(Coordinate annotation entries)
= = =

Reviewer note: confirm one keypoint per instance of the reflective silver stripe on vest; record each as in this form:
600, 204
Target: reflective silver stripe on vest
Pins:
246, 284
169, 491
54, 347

= = =

**WRITTEN PROBLEM**
Render every line of the records above as a numbered list, omitting any blank lines.

**RESPONSE BELOW**
1. Reviewer note: confirm one keypoint per instance of the reflective silver stripe on vest; record each as in this form:
2. 600, 204
3. Target: reflective silver stripe on vest
4. Pins:
5. 246, 284
6. 169, 491
7. 54, 347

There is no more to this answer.